* MATERIAL FOR THIS TASK *
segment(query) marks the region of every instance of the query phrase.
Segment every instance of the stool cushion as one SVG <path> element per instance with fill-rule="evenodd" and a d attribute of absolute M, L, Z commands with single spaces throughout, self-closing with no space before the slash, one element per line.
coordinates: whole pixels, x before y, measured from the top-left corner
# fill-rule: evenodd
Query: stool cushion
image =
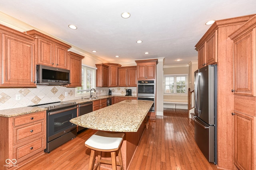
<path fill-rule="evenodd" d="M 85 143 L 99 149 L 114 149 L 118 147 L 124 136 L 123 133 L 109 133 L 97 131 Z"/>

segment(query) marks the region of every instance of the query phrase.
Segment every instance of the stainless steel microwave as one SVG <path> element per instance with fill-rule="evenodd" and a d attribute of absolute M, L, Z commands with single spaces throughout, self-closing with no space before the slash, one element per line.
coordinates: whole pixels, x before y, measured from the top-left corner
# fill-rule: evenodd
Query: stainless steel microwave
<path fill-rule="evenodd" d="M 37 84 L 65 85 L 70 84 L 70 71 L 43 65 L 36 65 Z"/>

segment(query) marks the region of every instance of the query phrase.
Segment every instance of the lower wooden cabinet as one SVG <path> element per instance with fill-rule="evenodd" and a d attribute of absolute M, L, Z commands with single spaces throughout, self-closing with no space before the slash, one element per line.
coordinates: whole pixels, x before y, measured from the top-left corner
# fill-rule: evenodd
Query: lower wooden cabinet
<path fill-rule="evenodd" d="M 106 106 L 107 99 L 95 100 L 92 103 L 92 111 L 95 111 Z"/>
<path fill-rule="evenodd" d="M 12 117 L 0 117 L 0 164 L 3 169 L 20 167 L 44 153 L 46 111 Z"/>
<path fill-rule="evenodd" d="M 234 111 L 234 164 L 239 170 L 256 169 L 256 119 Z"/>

* REQUIREMENT *
Your task is to repeat the data above exactly while excluding the pictures.

* EXPECTED OUTPUT *
segment(query) marks the region of every instance of the query phrase.
Segment every instance of the stool cushion as one SVG <path> element per instance with fill-rule="evenodd" and a d attribute of absolute M, L, Z commands with single spaces throughout, self-closing with no space before the slash, one element per line.
coordinates: whole pixels, x before y, measured from the top-left corner
# fill-rule: evenodd
Query: stool cushion
image =
<path fill-rule="evenodd" d="M 85 143 L 99 149 L 114 149 L 118 147 L 124 136 L 123 133 L 109 133 L 97 131 Z"/>

segment(query) marks the region of every instance of the query phrase.
Segment every instance of the stainless steel microwave as one SVG <path> element per instance with fill-rule="evenodd" and a d attribute of absolute M, L, Z commands with single spaces throughout, self-closing with no space before the slash, one element per line.
coordinates: whole pixels, x before y, measured from the top-left corner
# fill-rule: evenodd
Query: stainless steel microwave
<path fill-rule="evenodd" d="M 37 84 L 65 85 L 70 84 L 70 71 L 43 65 L 36 65 Z"/>

segment(query) marks the region of every instance of the query phrase.
Segment every instance of the lower wooden cabinet as one SVG <path> element per instance with fill-rule="evenodd" and a d attribute of absolute M, L, Z commands with single spaces throughout, self-closing with no space before the slash, one element per line.
coordinates: whole pixels, x before y, measured from the top-left corner
# fill-rule: evenodd
Query: lower wooden cabinet
<path fill-rule="evenodd" d="M 106 106 L 107 99 L 95 100 L 92 103 L 92 111 L 95 111 Z"/>
<path fill-rule="evenodd" d="M 12 117 L 0 117 L 0 164 L 3 169 L 20 167 L 44 153 L 46 111 Z"/>
<path fill-rule="evenodd" d="M 234 111 L 234 164 L 239 170 L 256 169 L 256 119 Z"/>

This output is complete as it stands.